BRIEF:
Your answer must restate each entry below word for word, with no pictures in it.

(Dataset entries)
# # #
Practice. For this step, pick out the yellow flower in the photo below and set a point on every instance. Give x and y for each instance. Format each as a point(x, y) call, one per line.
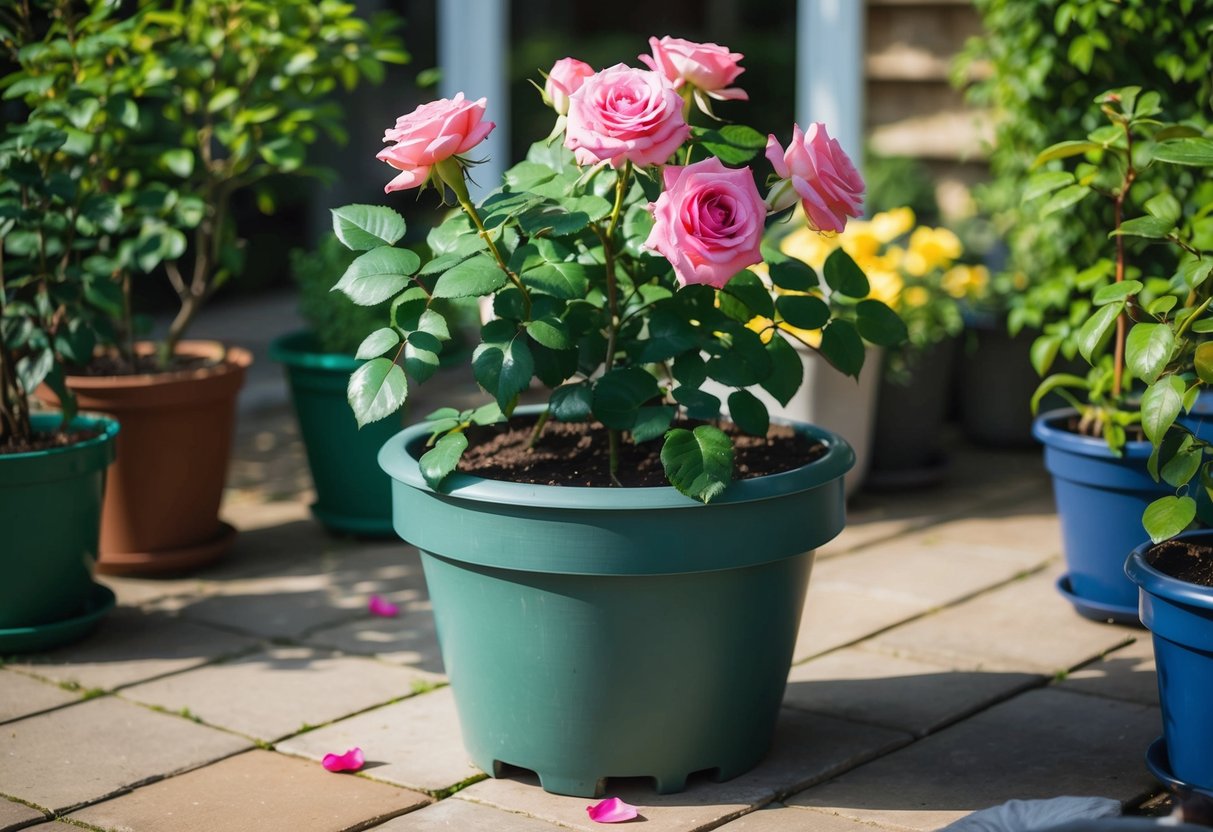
point(930, 249)
point(809, 246)
point(964, 280)
point(889, 226)
point(886, 285)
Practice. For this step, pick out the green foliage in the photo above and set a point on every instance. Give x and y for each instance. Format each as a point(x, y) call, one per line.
point(1040, 66)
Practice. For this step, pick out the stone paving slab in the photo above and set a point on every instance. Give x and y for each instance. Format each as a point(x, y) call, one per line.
point(1023, 626)
point(17, 815)
point(85, 752)
point(258, 790)
point(790, 819)
point(135, 644)
point(808, 748)
point(1041, 744)
point(1125, 673)
point(279, 691)
point(465, 816)
point(894, 691)
point(415, 744)
point(22, 695)
point(409, 638)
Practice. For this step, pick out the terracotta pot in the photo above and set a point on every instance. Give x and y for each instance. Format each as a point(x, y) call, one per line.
point(163, 496)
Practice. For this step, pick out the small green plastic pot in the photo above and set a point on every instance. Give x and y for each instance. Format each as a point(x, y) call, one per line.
point(50, 512)
point(353, 495)
point(593, 633)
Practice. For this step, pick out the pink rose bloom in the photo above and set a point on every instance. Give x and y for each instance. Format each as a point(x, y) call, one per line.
point(708, 222)
point(567, 77)
point(815, 170)
point(624, 114)
point(432, 134)
point(707, 67)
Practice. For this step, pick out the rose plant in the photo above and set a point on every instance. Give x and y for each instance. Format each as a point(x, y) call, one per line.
point(618, 257)
point(1145, 335)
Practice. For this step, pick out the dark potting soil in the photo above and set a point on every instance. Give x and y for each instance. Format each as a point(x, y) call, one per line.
point(1183, 560)
point(113, 365)
point(577, 454)
point(45, 442)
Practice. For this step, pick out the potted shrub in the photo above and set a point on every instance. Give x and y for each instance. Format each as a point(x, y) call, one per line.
point(352, 494)
point(616, 258)
point(1099, 451)
point(223, 95)
point(55, 216)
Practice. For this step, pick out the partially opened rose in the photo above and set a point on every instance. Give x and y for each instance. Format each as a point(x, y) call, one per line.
point(625, 114)
point(708, 222)
point(818, 171)
point(707, 67)
point(564, 79)
point(430, 135)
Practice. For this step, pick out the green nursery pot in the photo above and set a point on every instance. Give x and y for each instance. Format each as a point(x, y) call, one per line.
point(353, 495)
point(50, 514)
point(593, 633)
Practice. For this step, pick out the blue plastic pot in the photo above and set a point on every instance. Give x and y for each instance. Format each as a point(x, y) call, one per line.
point(1180, 616)
point(1100, 499)
point(608, 632)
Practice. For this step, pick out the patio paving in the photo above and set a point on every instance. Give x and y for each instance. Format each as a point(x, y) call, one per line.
point(938, 672)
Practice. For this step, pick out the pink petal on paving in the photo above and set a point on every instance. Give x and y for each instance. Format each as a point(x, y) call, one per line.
point(351, 761)
point(380, 605)
point(611, 810)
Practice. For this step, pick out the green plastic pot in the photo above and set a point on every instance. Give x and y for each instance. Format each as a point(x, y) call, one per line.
point(593, 633)
point(353, 495)
point(50, 511)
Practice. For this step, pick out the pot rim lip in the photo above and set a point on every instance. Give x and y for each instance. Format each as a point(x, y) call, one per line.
point(1161, 585)
point(1051, 436)
point(403, 467)
point(108, 425)
point(234, 359)
point(286, 349)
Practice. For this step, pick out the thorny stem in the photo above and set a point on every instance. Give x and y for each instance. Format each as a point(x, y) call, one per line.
point(621, 183)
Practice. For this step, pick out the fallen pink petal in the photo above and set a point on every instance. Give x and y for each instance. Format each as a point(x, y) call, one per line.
point(351, 761)
point(380, 605)
point(611, 810)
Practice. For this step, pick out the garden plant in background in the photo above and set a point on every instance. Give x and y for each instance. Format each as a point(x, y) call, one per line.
point(1126, 446)
point(619, 258)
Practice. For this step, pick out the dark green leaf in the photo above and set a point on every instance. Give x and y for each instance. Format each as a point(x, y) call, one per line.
point(364, 227)
point(376, 389)
point(442, 459)
point(698, 463)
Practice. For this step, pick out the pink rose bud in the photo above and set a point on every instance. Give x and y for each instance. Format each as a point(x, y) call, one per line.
point(708, 222)
point(351, 761)
point(624, 114)
point(815, 171)
point(382, 607)
point(567, 77)
point(430, 135)
point(611, 810)
point(707, 67)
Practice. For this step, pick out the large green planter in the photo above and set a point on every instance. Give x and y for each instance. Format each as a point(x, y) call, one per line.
# # #
SOLUTION FOR THIS EXERCISE:
Practice. For this step, pick out the yellow flower in the photo below and set a point on every instance. Give x and y for each instance. Format each as a point(x, y) call, one per line.
point(930, 249)
point(809, 246)
point(964, 280)
point(889, 226)
point(886, 285)
Practice. For this step, pick out the green foliage in the photo above and set a point on every instance. Give x and y for each instance. Format each as a point(x, y) call, one per line.
point(1040, 66)
Practice. For this step, pick out the stone paving slab in the photo above and set a point on every instance. Give x and y for each instance. Format each as a point(x, y) call, one per line.
point(1023, 626)
point(17, 815)
point(85, 752)
point(258, 790)
point(790, 819)
point(135, 644)
point(808, 748)
point(1041, 744)
point(1125, 673)
point(279, 691)
point(465, 816)
point(894, 691)
point(415, 744)
point(22, 695)
point(409, 638)
Practice. For this step, pick out the terracotta pot in the photo above and set a point on every instance. Give x and y for each instance. Format each as a point(x, y) call, one per line.
point(163, 496)
Practice. For this step, pick out the small green plastic pot in the photo above and set a point on every instance. Give x and y for each instance. Format each as a point(x, y) call, one per line.
point(50, 512)
point(353, 495)
point(593, 633)
Practice. For this step, pick out the pink rose bloom in the photo above and set a point on every instance. Give x and y for each instance. Format each as a point(x, y) call, one per line.
point(708, 222)
point(567, 77)
point(815, 170)
point(624, 114)
point(432, 134)
point(707, 67)
Practice. For this step, pick out the rose plant in the photo above and set a point on every instance. Give x and y for each instance. Format each as a point(x, y) call, one per line.
point(618, 257)
point(1145, 335)
Practice. For this step, pick out the dark potting soil in the photo above and set a point on every instance. Give x and y for each instance. Format each as a point(x, y) call, one per line.
point(1183, 560)
point(113, 365)
point(577, 454)
point(45, 442)
Practice. For this step, pick out the potted shrub in the photo above and set a point on every instance. Give x and y for each instance. Format each as a point(x, y) call, one per line.
point(352, 494)
point(616, 258)
point(1099, 451)
point(223, 95)
point(55, 216)
Practice. For this step, pick out the partially opened rose in the photo above and set a point on every instance. Give x and y for each instance. Format each as a point(x, y) call, one per line.
point(625, 114)
point(708, 222)
point(818, 171)
point(707, 67)
point(564, 79)
point(430, 135)
Practice. For this step, pick out the green nursery pot in the photo above and set a point on every instance. Give x and y for each instance. Format each as a point(x, y) call, one per line.
point(353, 495)
point(50, 514)
point(593, 633)
Practice. For this step, pick out the blue plastic pot in the photo above and set a point on every instance. Give x and y for each instance. Format each as a point(x, y) call, one per line.
point(1180, 616)
point(1100, 499)
point(608, 632)
Practice. For this step, pick out the patio paving in the photo above and set a point on every instance. Give x and y for each instance. Format each as a point(x, y) call, one per line.
point(938, 672)
Practice. For this step, pick out the pink petal on paving in the photo above and set a point on every instance. Give x and y for each instance. Format each as a point(x, y) call, one per line.
point(351, 761)
point(380, 605)
point(611, 810)
Practice. For this step, pick out the green plastic pot in the photo above and set a point on every instance. Give x and y for each instance. Format each as a point(x, y) call, one per line.
point(593, 633)
point(353, 495)
point(50, 511)
Practice. For this step, pick out the pot rim lip in the photo above and set a point on every instance. Give x and y for each instance. Format each as a point(x, y) call, one per line.
point(1161, 585)
point(1051, 436)
point(403, 467)
point(108, 425)
point(234, 359)
point(286, 349)
Practice. For this step, pick out the thorny stem in the photo above and set a point on every instance. Give x and y for each instance. Format each as a point(x, y) call, one per line.
point(621, 183)
Practice. For this step, pick out the fallen pink petal in the photo above and set a point on every instance. Give x and y for each instance. Format each as a point(x, y) call, one per line.
point(351, 761)
point(380, 605)
point(611, 810)
Practice. For this step, pick out the garden plant in background in the photo above and set a point on every instance. Give x and y for each instance. Format each as a point(x, y) call, one per line.
point(1126, 446)
point(619, 258)
Practice. For this step, pick out the dark green leaf in the photo above and set a point on every instance. Give x and y for each instance. Format each as a point(x, y) call, one per line.
point(364, 227)
point(376, 389)
point(442, 459)
point(698, 463)
Practice. For this step, pick out the pink rose bud in the photo above and set a point on every instance. Give x and y for each instance. Format each as a point(x, y) call, one per line.
point(708, 222)
point(351, 761)
point(624, 114)
point(815, 171)
point(382, 607)
point(567, 77)
point(430, 135)
point(611, 810)
point(707, 67)
Practice. For this step, pick out the large green planter in the photo above and set a point on every instance. Give x and y for each instance. Format each as a point(x, y) call, one per line.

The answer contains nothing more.